● **Entries shown**

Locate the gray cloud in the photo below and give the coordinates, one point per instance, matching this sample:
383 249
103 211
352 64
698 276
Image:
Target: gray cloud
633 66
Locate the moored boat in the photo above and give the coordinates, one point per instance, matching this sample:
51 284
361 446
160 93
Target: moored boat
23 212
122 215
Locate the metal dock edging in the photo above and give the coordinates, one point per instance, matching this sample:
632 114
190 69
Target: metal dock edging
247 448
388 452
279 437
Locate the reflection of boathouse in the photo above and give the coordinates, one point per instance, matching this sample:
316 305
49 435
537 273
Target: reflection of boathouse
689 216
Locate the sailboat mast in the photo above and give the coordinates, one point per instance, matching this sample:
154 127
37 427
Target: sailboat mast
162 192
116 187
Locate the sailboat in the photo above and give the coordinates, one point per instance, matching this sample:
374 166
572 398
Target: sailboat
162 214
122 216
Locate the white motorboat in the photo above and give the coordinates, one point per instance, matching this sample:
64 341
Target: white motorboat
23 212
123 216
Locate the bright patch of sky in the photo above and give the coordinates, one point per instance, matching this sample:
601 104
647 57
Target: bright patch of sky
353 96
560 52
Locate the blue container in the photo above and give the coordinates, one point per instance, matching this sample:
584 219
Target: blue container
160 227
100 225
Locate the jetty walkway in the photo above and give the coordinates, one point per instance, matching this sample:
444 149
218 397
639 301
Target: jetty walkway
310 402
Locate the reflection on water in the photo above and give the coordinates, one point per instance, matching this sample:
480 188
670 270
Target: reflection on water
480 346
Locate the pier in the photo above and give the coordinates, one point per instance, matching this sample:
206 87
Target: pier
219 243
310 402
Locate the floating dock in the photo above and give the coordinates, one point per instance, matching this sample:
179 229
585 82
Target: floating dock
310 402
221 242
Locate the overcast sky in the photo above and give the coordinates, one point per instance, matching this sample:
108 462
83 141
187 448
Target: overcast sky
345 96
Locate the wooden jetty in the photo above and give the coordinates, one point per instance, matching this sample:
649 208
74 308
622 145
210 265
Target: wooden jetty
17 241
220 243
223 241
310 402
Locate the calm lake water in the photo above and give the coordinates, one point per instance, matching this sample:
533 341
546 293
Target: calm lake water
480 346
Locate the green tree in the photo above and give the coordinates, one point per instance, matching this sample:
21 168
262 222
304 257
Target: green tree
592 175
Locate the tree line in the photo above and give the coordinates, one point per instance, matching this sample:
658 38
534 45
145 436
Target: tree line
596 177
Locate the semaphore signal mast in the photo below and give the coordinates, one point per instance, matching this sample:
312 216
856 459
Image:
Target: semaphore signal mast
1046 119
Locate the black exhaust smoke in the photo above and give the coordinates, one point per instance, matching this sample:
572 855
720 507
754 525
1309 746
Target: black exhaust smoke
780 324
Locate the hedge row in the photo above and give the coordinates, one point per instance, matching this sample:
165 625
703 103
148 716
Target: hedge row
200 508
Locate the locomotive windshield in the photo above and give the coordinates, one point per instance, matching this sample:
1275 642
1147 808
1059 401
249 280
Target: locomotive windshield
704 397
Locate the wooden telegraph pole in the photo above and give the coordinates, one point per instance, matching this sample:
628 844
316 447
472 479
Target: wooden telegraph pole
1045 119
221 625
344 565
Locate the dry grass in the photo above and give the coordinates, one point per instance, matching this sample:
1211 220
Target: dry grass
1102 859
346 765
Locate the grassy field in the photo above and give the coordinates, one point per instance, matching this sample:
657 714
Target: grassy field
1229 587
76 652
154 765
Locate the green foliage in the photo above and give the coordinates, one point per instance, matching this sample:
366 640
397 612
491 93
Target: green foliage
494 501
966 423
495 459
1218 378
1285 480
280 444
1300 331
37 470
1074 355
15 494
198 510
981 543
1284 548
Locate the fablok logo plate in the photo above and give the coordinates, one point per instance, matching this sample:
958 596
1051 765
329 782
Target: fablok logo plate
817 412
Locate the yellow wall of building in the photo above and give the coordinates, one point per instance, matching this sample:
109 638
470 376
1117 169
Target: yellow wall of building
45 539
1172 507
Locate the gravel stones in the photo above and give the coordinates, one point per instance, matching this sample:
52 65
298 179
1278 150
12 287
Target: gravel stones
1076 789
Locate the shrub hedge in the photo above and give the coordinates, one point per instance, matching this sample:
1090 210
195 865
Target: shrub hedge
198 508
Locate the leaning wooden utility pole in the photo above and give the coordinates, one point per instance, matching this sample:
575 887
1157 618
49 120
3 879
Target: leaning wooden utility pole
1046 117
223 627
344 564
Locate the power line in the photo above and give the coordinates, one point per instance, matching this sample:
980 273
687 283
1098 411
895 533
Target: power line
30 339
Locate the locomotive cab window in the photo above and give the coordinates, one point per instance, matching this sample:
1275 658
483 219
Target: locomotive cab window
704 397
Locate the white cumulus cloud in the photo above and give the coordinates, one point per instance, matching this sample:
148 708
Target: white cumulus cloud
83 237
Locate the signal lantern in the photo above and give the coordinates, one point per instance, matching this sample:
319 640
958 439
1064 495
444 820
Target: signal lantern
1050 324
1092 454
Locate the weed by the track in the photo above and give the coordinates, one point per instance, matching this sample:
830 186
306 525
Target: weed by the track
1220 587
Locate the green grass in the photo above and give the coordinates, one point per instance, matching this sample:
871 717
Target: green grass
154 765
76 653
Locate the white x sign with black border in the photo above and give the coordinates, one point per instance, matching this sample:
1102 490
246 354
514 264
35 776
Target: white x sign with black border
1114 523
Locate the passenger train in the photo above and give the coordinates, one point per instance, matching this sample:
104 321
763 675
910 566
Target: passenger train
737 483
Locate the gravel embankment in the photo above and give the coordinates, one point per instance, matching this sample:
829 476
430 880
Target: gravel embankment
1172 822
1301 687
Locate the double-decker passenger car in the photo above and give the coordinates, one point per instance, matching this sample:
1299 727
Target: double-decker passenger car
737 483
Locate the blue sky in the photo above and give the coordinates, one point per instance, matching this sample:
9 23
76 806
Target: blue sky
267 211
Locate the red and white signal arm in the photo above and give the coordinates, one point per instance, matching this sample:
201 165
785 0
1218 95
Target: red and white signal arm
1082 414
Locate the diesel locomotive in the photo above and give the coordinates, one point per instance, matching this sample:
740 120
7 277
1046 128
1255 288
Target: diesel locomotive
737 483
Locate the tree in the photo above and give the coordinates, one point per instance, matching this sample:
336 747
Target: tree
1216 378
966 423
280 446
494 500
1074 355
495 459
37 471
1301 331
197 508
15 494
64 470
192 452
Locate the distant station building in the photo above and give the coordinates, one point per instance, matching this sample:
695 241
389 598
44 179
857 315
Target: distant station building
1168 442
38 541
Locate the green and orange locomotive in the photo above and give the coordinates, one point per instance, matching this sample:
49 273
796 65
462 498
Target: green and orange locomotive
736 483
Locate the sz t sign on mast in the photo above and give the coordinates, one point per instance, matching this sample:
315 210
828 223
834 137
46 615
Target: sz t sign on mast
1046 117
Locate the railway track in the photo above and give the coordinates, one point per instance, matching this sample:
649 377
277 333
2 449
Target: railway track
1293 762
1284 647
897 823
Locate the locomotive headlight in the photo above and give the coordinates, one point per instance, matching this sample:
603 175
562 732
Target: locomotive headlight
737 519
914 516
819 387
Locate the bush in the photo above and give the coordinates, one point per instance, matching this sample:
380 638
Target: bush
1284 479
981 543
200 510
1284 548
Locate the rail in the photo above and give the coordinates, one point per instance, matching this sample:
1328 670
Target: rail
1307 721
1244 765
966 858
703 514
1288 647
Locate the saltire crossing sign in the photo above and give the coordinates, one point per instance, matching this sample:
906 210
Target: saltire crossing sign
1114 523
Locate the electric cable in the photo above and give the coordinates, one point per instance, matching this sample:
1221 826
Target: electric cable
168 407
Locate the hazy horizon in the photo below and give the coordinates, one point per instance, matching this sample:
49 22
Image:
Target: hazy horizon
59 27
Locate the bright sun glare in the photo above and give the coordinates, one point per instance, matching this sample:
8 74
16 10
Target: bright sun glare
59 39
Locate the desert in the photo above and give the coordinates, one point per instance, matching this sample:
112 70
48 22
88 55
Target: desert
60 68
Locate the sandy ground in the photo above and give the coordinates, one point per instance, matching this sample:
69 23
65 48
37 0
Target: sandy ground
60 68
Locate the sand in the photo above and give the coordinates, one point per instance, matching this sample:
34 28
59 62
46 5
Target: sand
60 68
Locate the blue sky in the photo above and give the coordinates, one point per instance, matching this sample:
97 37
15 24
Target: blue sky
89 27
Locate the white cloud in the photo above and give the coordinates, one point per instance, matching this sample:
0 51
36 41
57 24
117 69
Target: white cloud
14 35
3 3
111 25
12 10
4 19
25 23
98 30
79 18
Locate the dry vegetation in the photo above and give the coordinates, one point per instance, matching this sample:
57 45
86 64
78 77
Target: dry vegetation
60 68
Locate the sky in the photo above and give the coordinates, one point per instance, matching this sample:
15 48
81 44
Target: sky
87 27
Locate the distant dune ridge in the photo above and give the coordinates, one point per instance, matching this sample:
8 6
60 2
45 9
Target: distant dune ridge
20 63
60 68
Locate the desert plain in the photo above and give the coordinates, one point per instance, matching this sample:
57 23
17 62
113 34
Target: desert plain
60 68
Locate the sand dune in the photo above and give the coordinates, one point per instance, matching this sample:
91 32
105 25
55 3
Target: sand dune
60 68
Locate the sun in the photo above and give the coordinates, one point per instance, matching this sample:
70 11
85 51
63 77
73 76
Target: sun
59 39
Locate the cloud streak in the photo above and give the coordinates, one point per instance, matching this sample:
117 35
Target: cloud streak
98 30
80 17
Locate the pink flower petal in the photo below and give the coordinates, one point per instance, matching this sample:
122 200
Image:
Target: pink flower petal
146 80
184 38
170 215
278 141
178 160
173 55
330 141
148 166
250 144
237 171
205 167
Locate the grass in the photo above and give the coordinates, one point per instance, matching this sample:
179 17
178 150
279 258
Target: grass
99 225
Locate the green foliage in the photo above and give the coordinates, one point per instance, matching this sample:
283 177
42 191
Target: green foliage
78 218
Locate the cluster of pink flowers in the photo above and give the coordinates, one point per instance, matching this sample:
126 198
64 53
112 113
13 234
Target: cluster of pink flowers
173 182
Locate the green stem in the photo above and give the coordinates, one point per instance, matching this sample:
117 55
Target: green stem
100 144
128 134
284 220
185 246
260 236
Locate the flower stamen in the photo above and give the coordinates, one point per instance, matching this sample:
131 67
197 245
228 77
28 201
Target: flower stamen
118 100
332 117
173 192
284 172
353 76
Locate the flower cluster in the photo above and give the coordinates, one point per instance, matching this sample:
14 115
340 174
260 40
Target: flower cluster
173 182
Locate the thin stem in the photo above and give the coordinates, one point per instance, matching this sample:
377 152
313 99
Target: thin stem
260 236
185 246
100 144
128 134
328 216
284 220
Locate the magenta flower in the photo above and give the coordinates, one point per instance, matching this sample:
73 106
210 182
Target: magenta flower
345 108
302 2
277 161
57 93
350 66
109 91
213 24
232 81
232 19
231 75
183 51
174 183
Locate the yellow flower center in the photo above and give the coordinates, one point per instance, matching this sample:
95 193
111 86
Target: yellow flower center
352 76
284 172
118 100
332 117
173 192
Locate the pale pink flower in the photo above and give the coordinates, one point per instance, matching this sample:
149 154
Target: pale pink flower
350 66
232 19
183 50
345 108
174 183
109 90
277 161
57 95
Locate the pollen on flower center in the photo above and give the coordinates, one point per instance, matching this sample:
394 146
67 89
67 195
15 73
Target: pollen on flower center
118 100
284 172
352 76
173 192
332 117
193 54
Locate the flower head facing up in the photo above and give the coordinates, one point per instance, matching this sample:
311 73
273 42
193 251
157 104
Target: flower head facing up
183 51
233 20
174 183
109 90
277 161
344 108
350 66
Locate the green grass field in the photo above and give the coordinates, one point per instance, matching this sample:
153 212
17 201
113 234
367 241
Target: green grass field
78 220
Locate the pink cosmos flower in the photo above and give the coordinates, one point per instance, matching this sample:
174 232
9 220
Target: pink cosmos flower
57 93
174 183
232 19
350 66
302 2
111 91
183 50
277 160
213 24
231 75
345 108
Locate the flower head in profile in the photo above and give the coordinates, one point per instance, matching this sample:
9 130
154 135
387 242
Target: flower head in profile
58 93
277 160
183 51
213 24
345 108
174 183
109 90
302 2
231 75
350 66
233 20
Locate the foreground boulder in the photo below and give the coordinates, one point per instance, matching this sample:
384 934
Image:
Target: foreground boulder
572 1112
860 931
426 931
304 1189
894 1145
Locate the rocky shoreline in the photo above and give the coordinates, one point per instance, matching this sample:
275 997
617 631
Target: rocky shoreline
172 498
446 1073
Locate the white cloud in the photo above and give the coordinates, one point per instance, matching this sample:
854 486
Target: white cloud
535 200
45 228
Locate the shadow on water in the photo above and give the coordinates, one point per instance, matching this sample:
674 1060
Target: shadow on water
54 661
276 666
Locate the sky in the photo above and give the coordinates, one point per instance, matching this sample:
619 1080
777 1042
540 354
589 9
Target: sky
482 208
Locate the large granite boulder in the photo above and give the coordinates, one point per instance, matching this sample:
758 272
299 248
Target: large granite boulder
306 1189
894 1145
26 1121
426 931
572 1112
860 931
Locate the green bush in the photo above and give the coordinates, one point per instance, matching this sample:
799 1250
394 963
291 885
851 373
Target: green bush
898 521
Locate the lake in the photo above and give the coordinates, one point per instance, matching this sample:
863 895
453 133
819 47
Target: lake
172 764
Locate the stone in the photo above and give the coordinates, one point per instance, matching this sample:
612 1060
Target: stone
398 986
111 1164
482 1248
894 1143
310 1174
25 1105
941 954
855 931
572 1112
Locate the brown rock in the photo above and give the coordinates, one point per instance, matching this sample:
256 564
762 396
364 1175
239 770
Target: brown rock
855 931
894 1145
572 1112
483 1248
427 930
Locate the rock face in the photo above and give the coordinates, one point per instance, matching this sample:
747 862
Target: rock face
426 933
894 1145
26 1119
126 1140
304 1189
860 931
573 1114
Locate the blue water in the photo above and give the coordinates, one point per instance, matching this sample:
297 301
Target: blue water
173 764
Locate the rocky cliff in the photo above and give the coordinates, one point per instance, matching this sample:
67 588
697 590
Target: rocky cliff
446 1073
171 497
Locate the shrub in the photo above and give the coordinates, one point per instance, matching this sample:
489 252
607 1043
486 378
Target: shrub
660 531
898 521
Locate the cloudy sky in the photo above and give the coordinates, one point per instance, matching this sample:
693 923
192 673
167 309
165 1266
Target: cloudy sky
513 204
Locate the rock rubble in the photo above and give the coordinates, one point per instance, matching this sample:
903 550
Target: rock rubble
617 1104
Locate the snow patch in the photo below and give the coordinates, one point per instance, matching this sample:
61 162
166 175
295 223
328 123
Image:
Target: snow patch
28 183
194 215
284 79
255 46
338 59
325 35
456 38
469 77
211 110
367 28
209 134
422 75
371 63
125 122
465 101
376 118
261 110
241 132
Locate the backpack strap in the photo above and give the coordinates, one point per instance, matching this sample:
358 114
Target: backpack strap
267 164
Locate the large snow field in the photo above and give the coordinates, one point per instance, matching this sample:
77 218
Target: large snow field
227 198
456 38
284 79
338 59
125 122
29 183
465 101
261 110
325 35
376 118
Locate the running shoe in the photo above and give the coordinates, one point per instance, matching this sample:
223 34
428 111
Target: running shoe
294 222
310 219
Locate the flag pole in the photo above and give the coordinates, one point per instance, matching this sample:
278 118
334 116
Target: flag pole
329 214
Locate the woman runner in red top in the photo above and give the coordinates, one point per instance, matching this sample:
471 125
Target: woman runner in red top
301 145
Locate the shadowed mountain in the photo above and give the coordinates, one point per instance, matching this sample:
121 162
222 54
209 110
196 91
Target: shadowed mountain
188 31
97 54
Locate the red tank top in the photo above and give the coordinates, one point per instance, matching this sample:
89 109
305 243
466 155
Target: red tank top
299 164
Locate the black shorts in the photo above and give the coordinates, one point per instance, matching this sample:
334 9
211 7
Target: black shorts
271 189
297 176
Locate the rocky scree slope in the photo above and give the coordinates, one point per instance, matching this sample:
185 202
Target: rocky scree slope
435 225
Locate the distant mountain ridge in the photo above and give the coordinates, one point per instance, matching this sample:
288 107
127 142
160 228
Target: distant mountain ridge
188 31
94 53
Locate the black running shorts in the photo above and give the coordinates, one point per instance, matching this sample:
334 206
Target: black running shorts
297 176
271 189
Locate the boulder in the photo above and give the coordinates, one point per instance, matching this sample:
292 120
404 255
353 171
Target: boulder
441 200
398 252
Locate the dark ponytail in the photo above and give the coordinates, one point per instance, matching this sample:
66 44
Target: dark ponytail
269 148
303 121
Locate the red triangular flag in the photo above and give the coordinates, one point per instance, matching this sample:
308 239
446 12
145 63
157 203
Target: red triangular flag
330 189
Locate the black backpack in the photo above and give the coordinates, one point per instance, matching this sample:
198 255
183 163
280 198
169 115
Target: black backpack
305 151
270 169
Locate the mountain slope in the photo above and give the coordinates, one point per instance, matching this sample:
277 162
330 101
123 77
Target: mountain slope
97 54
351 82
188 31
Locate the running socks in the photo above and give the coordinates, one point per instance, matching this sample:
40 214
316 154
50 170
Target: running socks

● **Required work**
Restate word for word the lines from the one holding "Locate the boulder" to the end of the listing, both ends included, and nothing more.

● **Task result**
Locate the boulder in the photo above and give the coordinates, one point per instance, matching this sample:
292 120
404 255
353 171
Target: boulder
441 200
398 252
Locate the dark ponytail in the photo above and give the coordinates, one point per instance, matching this sample:
66 44
Target: dark ponytail
269 148
303 121
Locate the red triangular flag in the photo above and give the coordinates, one point per instance, matching this sample:
308 239
446 12
145 63
157 203
Target: red triangular flag
330 189
Locate the black backpack in the photo above and give the coordinates, one point per instance, matching this sample:
198 255
183 163
280 198
169 115
Target: black backpack
305 151
270 169
Locate the mountain slope in the photo above and give the coordinates, one point per instance, matching this sample:
277 162
330 101
123 77
Target: mountain slope
97 54
351 82
188 31
Locate the running socks in the photo above and give the coordinates, one point per instance, matching this sample:
40 214
316 154
50 170
Target: running socks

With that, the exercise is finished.